WHAT NEEDS TO BE DONE:
Transcribe each of the following records exactly as it stands, leaving out nothing.

EXTRACTED RECORDS:
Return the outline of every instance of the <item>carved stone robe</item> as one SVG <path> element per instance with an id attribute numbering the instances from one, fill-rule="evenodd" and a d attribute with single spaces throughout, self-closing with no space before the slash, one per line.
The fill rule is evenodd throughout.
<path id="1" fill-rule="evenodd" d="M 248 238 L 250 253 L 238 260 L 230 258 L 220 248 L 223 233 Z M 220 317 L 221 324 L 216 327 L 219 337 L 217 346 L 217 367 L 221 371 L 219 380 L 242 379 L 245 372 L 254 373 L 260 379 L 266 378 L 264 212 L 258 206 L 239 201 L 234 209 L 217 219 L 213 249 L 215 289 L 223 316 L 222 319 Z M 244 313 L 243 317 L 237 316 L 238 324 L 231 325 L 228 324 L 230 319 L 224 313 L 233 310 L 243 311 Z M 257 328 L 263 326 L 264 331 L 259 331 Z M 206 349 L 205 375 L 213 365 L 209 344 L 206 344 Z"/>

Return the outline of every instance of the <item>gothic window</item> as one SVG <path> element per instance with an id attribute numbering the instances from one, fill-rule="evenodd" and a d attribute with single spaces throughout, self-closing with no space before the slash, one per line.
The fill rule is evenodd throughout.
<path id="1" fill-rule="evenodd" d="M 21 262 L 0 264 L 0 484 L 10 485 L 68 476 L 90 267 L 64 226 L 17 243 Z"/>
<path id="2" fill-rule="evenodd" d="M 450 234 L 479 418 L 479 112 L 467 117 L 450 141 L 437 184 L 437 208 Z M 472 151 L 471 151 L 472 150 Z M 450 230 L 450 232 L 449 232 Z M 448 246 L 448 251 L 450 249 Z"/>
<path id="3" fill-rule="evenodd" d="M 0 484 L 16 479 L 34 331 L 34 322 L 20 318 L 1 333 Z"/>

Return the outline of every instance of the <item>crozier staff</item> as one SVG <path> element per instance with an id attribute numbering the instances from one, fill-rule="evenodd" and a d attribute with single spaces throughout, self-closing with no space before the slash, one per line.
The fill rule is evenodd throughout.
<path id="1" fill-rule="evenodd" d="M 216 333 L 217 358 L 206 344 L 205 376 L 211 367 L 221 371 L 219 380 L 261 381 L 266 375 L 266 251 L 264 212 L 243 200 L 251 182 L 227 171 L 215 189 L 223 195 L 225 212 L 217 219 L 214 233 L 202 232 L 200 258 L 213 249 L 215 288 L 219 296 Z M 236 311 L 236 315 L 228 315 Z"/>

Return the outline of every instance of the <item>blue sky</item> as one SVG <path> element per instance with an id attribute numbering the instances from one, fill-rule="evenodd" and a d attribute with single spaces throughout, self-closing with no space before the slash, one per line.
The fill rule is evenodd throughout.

REPLY:
Return the outline of every instance of the <item>carved stone robe</item> as one SVG <path> element per instance with an id attribute numbering the instances from one, fill-rule="evenodd" and a d attribute with single spaces throughout, self-closing with no space before the slash, one per line.
The fill rule is evenodd throughout.
<path id="1" fill-rule="evenodd" d="M 248 238 L 250 253 L 238 260 L 230 258 L 220 248 L 223 233 Z M 220 317 L 221 324 L 216 327 L 219 337 L 217 346 L 217 367 L 221 371 L 219 380 L 242 379 L 245 372 L 254 373 L 260 379 L 266 378 L 264 212 L 258 206 L 239 201 L 234 209 L 217 219 L 213 249 L 215 289 L 223 316 L 222 319 Z M 244 313 L 243 317 L 237 316 L 238 324 L 231 325 L 228 324 L 230 319 L 224 313 L 233 310 L 243 311 Z M 257 328 L 263 326 L 264 331 L 259 331 Z M 206 349 L 205 375 L 213 365 L 209 344 L 206 344 Z"/>

Return the outline of every instance of the <item>gothic window</item> as one SVG <path> element per instance with an id attribute numbering the instances from one, fill-rule="evenodd" and a d attribute with single spaces throughout, self-closing with no space before the slash, one per line.
The fill rule is evenodd throughout.
<path id="1" fill-rule="evenodd" d="M 21 262 L 0 264 L 0 484 L 10 485 L 68 476 L 90 267 L 64 226 L 17 243 Z"/>
<path id="2" fill-rule="evenodd" d="M 450 234 L 479 418 L 479 112 L 467 117 L 450 141 L 437 184 L 437 208 Z M 472 151 L 471 151 L 472 150 Z M 450 230 L 450 232 L 449 232 Z M 448 246 L 448 251 L 450 249 Z"/>
<path id="3" fill-rule="evenodd" d="M 0 484 L 16 479 L 34 331 L 34 322 L 20 318 L 1 333 Z"/>

Return the outline of every instance of the <item>crozier staff</item> as one SVG <path> element per instance with an id attribute numbering the instances from one, fill-rule="evenodd" and a d attribute with single spaces throughout, self-closing with no space before the slash, one per line.
The fill rule is evenodd throughout.
<path id="1" fill-rule="evenodd" d="M 216 333 L 217 358 L 206 344 L 205 376 L 211 367 L 221 371 L 219 380 L 261 381 L 266 375 L 266 251 L 264 212 L 243 200 L 251 182 L 227 171 L 215 189 L 223 195 L 225 212 L 217 219 L 214 233 L 202 232 L 200 258 L 213 249 L 215 288 L 219 296 Z M 236 311 L 236 315 L 228 315 Z"/>

Return the outline of every instance of the <item>blue sky</item> as one SVG <path> element per instance with an id attribute numbering the instances from one, fill-rule="evenodd" and a d attribute with single spaces throughout, self-closing with no space before the slash, one per line.
The fill rule is evenodd throughout.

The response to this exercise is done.